◆ What this task involves
Reproduce the article on student resources at Utah State University word for word, from "THE MATH AND" up to and including "who seek it.".

Published: Tuesday, September 11, 2012

Updated: Tuesday, September 11, 2012 12:09

Math and Stats tutoring

THE MATH AND STATS TUTORING LAB is available for students who are enrolled in certain math classes. The lab is a gathering place for students seeking help on their assignments. Lab hours are found on their website: www.usu.edu/arc/tutoring. JESSICA FIFE photo


Student fees and tuition cover a variety of resources on campus to encourage involvement and academic success. From study tips and free math tutoring to advocate programs for students with disabilities, Utah State University offers help to all students who seek it.

   

The Disability Resource Center is located in Room 103 of the University Inn and serves 900 students as of this semester. The center helps students with documented disabilities with their classes.

   

“We are here to make sure students with disabilities have equal access to their education,” said Diane Baum, director of the DRC.

◆ Excerpted records

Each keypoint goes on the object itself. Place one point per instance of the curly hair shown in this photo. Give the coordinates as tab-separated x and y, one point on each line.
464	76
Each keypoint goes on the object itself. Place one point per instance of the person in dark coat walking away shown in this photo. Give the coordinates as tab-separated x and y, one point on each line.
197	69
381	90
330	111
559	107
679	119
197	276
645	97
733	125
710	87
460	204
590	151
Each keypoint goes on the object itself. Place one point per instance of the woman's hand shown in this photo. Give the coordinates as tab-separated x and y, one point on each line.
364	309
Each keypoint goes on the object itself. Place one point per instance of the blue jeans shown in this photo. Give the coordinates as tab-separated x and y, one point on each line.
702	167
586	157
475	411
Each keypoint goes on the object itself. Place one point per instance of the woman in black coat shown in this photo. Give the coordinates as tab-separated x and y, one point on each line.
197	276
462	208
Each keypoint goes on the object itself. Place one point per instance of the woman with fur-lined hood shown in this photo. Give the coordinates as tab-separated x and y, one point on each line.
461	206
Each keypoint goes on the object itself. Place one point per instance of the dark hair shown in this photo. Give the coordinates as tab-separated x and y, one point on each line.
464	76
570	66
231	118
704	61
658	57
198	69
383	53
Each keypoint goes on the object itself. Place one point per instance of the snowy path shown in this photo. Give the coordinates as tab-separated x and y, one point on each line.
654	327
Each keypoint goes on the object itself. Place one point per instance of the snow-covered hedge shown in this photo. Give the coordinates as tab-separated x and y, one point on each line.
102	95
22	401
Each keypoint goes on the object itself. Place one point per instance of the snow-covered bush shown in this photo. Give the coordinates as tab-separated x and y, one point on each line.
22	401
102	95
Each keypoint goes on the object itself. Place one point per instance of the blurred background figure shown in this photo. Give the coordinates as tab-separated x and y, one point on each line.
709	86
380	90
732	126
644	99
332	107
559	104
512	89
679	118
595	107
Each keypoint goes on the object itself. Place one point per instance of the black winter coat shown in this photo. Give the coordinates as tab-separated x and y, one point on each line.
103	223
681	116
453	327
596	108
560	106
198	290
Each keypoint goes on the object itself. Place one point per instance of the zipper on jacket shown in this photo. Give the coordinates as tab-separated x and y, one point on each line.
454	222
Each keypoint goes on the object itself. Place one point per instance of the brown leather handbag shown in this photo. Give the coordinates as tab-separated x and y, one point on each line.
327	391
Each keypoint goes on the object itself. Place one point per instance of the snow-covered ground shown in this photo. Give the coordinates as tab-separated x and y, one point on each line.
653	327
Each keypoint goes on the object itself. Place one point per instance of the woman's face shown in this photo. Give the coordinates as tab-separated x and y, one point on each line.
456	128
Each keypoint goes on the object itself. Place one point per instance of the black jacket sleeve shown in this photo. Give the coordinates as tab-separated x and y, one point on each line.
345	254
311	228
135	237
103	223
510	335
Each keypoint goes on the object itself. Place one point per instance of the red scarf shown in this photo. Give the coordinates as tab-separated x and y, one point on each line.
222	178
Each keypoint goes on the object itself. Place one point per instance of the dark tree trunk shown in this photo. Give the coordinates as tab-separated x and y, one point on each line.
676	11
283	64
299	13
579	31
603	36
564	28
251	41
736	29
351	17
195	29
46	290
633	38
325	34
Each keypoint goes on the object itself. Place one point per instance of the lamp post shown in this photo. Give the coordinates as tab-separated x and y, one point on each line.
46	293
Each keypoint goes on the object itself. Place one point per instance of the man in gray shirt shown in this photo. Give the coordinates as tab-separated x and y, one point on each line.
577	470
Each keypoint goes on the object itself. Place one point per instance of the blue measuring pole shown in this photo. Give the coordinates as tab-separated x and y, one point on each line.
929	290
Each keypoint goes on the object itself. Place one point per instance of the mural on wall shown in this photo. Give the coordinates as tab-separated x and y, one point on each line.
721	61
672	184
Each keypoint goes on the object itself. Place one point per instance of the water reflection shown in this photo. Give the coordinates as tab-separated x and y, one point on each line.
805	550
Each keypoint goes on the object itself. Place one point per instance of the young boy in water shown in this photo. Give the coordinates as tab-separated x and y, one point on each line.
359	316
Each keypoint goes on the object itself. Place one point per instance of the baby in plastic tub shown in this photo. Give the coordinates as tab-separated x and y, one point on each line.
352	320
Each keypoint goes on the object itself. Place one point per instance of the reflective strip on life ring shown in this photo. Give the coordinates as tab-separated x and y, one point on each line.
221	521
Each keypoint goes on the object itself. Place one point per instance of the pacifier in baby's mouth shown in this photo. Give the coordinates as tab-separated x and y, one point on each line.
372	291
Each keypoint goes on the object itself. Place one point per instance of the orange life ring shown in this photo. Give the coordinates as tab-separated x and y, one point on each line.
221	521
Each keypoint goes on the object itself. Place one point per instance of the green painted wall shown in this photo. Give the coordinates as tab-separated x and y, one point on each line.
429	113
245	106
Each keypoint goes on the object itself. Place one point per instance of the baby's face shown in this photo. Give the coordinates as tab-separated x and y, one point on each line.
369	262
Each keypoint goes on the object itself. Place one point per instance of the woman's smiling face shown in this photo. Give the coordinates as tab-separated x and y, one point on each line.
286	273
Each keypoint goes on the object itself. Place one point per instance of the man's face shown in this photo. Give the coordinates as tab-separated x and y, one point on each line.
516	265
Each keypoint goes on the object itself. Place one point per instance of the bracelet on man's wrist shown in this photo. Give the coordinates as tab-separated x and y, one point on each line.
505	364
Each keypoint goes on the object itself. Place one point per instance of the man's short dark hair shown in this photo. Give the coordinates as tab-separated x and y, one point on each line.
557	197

◆ Answer to the exercise
THE MATH AND STATS TUTORING LAB is available for students who are enrolled in certain math classes. The lab is a gathering place for students seeking help on their assignments. Lab hours are found on their website: www.usu.edu/arc/tutoring. JESSICA FIFE photo


Student fees and tuition cover a variety of resources on campus to encourage involvement and academic success. From study tips and free math tutoring to advocate programs for students with disabilities, Utah State University offers help to all students who seek it.